╭─ RECORDS PROVIDED
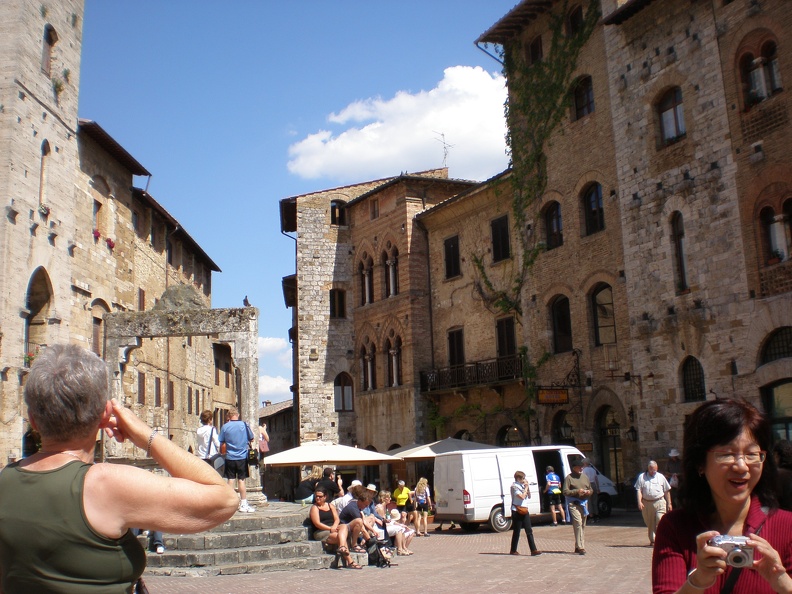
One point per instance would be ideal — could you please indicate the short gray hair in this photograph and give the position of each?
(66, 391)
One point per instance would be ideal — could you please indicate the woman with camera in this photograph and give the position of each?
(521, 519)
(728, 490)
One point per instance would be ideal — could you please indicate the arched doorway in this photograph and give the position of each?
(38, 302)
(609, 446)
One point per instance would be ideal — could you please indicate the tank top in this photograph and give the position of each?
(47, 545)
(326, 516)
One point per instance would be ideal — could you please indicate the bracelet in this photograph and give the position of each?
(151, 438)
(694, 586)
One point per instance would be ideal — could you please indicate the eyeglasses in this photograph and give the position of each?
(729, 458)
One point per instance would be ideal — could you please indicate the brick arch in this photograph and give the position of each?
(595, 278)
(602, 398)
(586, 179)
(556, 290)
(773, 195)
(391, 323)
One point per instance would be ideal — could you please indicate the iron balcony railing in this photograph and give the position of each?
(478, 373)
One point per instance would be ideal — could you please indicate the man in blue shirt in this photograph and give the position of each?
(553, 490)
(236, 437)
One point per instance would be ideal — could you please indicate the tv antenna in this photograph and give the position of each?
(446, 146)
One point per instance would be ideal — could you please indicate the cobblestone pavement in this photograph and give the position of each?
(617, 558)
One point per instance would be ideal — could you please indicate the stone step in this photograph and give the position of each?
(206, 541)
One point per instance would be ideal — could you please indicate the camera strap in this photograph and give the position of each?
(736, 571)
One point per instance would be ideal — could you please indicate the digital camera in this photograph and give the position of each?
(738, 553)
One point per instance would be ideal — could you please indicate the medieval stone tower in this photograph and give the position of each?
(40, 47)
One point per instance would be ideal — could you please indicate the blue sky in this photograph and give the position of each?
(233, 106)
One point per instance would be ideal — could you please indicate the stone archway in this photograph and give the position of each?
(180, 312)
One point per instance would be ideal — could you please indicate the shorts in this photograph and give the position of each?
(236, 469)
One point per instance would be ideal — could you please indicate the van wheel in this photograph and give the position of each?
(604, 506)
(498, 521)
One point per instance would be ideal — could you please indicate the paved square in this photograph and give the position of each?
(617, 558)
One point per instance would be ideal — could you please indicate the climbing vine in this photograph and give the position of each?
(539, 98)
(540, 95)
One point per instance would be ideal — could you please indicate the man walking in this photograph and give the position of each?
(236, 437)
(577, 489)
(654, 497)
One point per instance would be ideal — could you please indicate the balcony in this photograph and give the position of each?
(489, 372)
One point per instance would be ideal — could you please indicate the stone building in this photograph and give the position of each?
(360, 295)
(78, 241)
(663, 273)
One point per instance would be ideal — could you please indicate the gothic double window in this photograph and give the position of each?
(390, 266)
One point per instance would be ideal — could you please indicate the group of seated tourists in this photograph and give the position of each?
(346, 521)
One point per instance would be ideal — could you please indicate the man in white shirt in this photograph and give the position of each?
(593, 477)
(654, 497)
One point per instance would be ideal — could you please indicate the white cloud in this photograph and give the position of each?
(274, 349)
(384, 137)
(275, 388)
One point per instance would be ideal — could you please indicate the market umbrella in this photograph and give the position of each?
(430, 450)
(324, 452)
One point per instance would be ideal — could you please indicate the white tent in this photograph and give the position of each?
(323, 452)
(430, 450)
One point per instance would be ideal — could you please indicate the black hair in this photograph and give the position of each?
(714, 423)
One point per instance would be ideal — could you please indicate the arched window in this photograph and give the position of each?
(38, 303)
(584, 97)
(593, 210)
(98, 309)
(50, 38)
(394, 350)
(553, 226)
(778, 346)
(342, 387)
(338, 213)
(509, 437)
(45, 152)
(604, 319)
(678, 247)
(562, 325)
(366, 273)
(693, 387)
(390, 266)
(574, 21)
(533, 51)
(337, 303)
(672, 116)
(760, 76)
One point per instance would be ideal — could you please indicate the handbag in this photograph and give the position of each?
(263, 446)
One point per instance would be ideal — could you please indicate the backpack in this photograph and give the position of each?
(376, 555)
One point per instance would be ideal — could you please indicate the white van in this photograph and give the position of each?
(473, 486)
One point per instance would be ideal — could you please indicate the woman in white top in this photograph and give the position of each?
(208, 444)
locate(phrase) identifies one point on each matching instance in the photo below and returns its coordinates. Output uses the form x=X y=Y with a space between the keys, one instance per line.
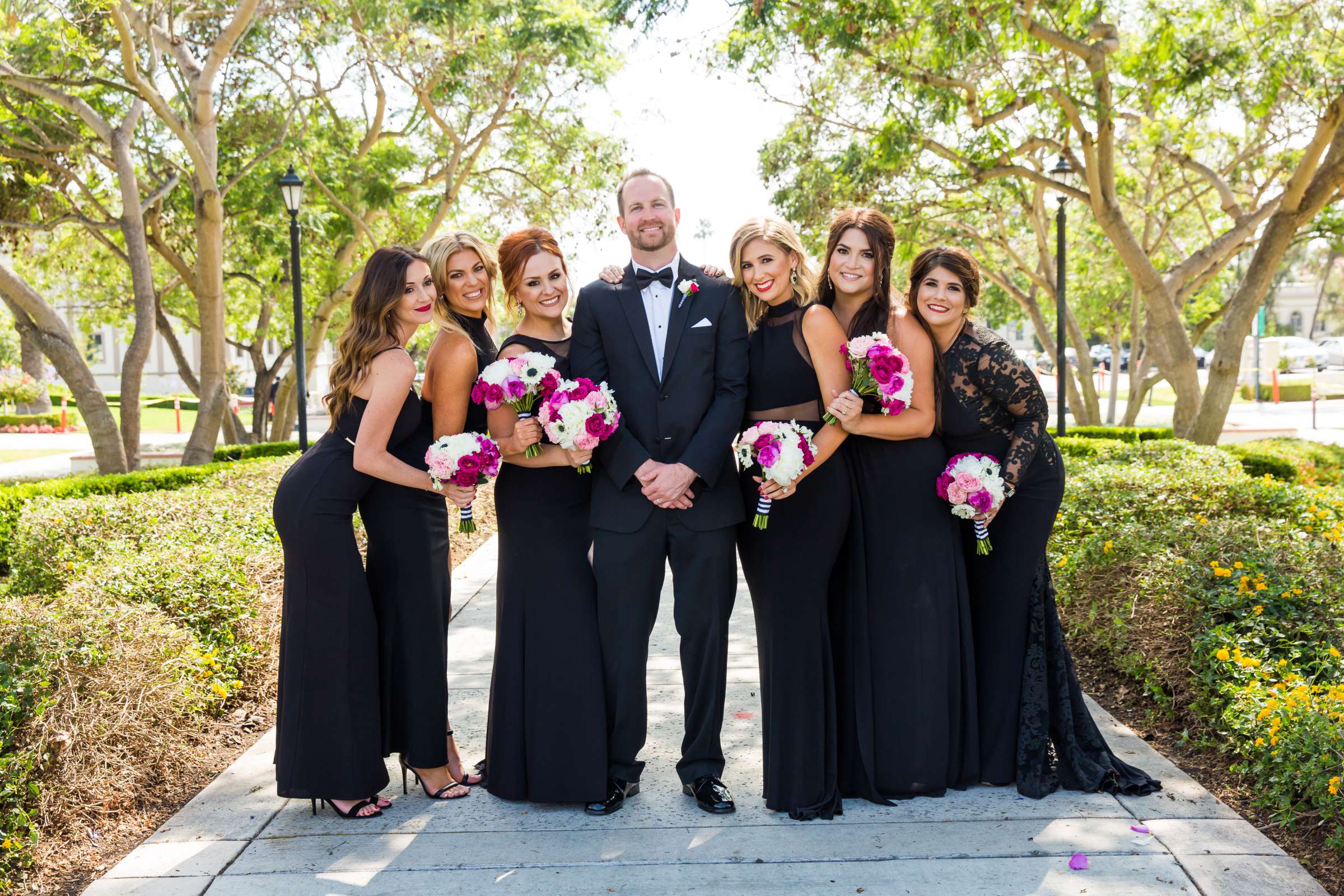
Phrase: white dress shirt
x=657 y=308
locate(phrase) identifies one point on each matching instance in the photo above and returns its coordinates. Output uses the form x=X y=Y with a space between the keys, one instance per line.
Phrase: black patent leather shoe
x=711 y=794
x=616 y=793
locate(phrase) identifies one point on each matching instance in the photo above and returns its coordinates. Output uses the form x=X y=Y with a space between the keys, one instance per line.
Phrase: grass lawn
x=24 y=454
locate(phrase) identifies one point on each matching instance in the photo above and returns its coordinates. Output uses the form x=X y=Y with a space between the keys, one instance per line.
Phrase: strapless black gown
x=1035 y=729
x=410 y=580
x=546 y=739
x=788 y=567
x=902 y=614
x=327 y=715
╰─
╭─ RECORDS PROVIDED
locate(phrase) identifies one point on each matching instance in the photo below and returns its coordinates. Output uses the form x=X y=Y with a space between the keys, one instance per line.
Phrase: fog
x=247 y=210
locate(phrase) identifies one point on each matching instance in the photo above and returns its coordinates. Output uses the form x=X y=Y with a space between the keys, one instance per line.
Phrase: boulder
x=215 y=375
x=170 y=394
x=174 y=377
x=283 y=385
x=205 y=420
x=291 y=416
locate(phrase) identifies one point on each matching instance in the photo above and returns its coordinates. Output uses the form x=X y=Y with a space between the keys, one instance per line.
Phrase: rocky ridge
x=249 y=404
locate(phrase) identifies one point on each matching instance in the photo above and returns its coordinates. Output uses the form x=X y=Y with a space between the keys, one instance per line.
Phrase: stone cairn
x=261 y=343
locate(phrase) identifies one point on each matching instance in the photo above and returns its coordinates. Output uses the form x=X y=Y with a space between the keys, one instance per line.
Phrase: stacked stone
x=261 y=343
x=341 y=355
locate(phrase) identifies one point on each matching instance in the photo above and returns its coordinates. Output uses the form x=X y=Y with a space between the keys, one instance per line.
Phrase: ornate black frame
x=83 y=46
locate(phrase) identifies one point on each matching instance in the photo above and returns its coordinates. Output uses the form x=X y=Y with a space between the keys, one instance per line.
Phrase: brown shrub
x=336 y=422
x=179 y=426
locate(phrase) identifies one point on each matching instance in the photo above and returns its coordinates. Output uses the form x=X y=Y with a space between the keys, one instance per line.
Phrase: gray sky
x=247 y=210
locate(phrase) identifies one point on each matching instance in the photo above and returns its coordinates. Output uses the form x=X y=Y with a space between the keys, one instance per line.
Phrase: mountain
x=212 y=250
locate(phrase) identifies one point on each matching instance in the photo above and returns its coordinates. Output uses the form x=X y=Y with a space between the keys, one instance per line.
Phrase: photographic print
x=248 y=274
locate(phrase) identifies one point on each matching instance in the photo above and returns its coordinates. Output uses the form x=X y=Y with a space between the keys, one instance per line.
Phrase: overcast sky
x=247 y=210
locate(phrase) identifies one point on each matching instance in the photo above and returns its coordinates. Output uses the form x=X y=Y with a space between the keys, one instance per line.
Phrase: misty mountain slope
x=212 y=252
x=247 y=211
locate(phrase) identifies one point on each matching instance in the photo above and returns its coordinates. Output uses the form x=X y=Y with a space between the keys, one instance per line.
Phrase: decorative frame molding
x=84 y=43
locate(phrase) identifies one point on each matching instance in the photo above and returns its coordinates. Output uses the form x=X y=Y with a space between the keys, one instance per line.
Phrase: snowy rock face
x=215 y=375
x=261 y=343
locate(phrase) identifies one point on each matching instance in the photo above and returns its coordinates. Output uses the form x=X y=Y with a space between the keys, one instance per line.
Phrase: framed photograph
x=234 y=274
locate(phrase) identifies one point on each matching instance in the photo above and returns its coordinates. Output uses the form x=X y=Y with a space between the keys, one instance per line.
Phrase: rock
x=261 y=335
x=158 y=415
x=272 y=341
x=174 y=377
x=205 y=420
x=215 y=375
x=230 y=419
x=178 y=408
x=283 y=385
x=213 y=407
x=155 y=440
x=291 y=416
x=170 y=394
╰─
### SET PROBLEM
Please count the lines of the records that contain the word "shirt", and give only that number.

### TASK RESPONSE
3